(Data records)

[BEGIN]

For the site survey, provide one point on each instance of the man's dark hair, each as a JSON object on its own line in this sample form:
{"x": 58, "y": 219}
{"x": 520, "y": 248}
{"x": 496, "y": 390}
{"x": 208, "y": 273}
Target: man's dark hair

[END]

Pull every line from the items above and reproduce each one unchanged.

- Completed task
For the site survey, provide one point on each instance of the man's dark hair, each as a JSON object on its own line in this sample form:
{"x": 58, "y": 219}
{"x": 520, "y": 248}
{"x": 496, "y": 390}
{"x": 208, "y": 273}
Target: man's dark hair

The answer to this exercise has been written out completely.